#### [Приведённый отрывок]
########################################

Как воспринял роман революционный демократ Микаэл Налбандян? Этот вопрос представляет огромный интерес при решении вопроса о социальном воздействии романа. Он вышел в 1858 году, но значительное время Налбандяну не удавалось приступить к его разбору. Потеряв надежду посвятить специальную статью роману, он в обширном примечании к полубеллетристическому произведению «Спиритизм» писал следующее: «Труд блаженной памяти Абовяна «Раны Армении» — непосредственный продукт национальной поэзии. Мне до сих пор не удавалось сказать несколько слов о нем. Вот работа, воплотившая дух нации, современную ее судьбу, ее понятия. Здесь, как в волшебном зеркале, поэт показывает простые и безрадостные картины семейной жизни армянского народа, тут мы знакомимся с заправилами села, знакомимся с их понятиями. Добросовестный поэт сводит нас с представителями духовного звания, заставляет их судить обо всем, исходя из своих понятий, дает представление о степени сознательности слушателей, и тем констатирует печальное соотношение, какое существует между ними. В этом Аполлоновом зеркале мы видим картину мертвой армянской жизни, видим, как в разных углах этого безжизненного поля бродит доблесть и с понятиями пастушеских или прадедовских времен восстает против несправедливостей, как преследуется эта доблесть и порождаются потоки слез.

########################################

#### [Доступный материал]
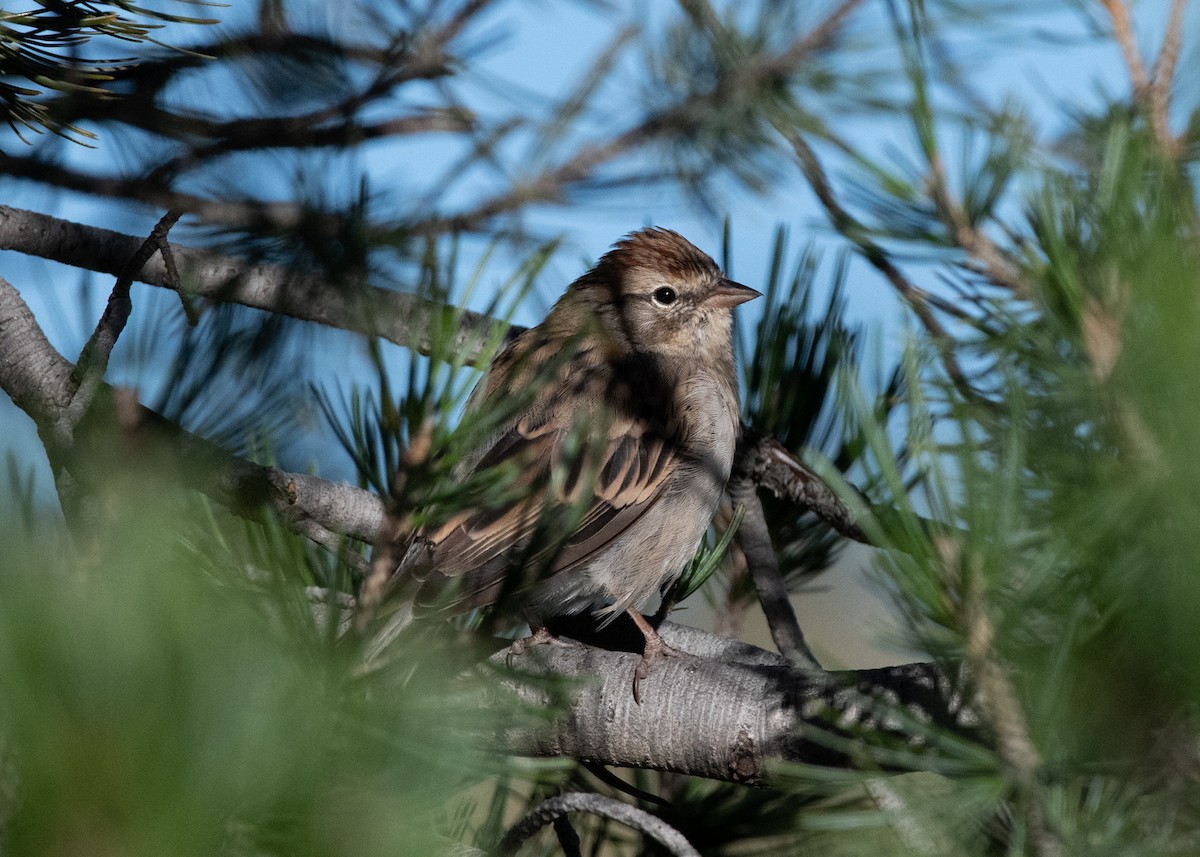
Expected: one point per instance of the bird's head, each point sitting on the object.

########################################

#### [Задания для выполнения]
[1] Согласно приведённому отрывку, в примечании к какому произведению Налбандян высказался о романе «Раны Армении»?
[2] Перечислите по приведённому отрывку всё, что, по словам Налбандяна, воплотила в себе работа Абовяна.

#### [Ответы по порядку]
[1] К полубеллетристическому произведению «Спиритизм».

[2] Дух нации, её современную судьбу, её понятия.